*PROVIDED TEXT:*
>> start

Monks v. NJ State Parole BoardAnnotate this Case
58 N.J. 238 (1971)
277 A.2d 193
WILLIAM MONKS, APPELLANT, v. NEW JERSEY STATE PAROLE BOARD AND HAROLD J. ASHBY, CHAIRMAN, RESPONDENTS.
The Supreme Court of New Jersey.
Argued March 8, 1971.
Decided May 10, 1971.
*239 Mr. Anthony G. Amsterdam, a member of the District of Columbia bar, argued the cause for appellant (Mr. Richard Newman and Mr. George E. Pollard, attorneys; Mr. Jack Himmelstein, a member of the New York bar, of counsel).
Mr. Alfred L. Nardelli, Deputy Attorney General, argued the cause for respondents (Mr. George F. Kugler, Jr., Attorney General of New Jersey, attorney; Mr. Stephen Skillman, Assistant Attorney General, of counsel).
The opinion of the Court was delivered by JACOBS, J.
The State Parole Board rejected the appellant's request for a statement of its reasons for denial of parole to him. He filed notice of appeal to the Appellate Division which dismissed his appeal as untimely. His petition for certification was granted by this court 57 N.J. 292 (1970).

>> end

*YOUR TASKS:*
a) Name everyone the Monks parole case text lists as arguing for or serving as counsel to the appellant.
b) For each statement, say yes or no depending on whether the Monks parole case text supports it, and quote the words that decide it: (i) The Appellate Division threw out the appeal because it was filed too late. (ii) Harold J. Ashby delivered the opinion of the Court. (iii) The case was argued in May 1971.
c) Write the next part of the court opinion in Monks v. New Jersey State Parole Board, picking up after its last sentence.

*MATERIAL PROVIDED:*
>> start

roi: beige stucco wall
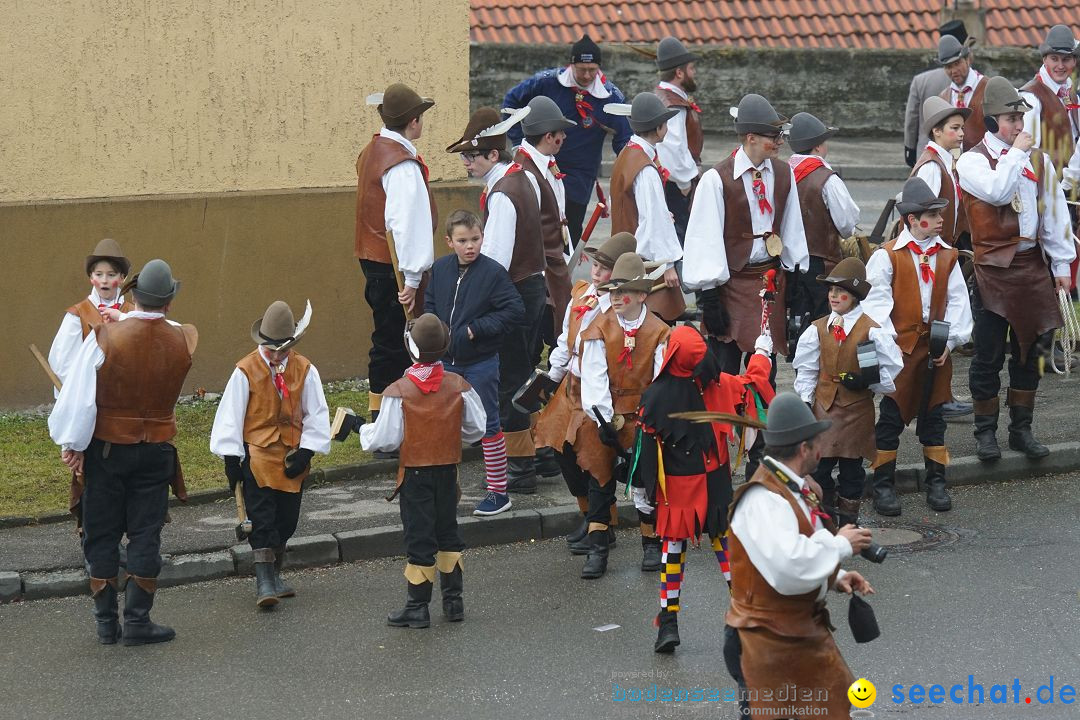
[0,0,469,202]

>> end

*RESULTS OF THE EXERCISE:*
a) Anthony G. Amsterdam, Richard Newman, George E. Pollard, Jack Himmelstein

b)
(i) Yes: "which dismissed his appeal as untimely"
(ii) No: "The opinion of the Court was delivered by JACOBS, J."
(iii) No: "Argued March 8, 1971."

c)
In 1957 the appellant William Monks, then 15 years of age, was adjudicated a juvenile delinquent for offenses which, if he had been 18 or older, would have constituted murder in the first degree, robbery and atrocious assault and battery. He was committed to the Bordentown Reformatory. His period of confinement was indeterminate, to continue until the appropriate authority decided that he should be paroled though not beyond the maximum provided by law with respect to an adult. N.J.S.A. 2A:4-37; In re State In Interest of Steenback, 34 N.J. 89, 99 (1961); In re Smigelski, 30 N.J. 513, 526 (1959). Because of disciplinary problems at Bordentown, Mr. Monks was transferred *240 on May 31, 1967 to the New Jersey State Prison where he is now confined.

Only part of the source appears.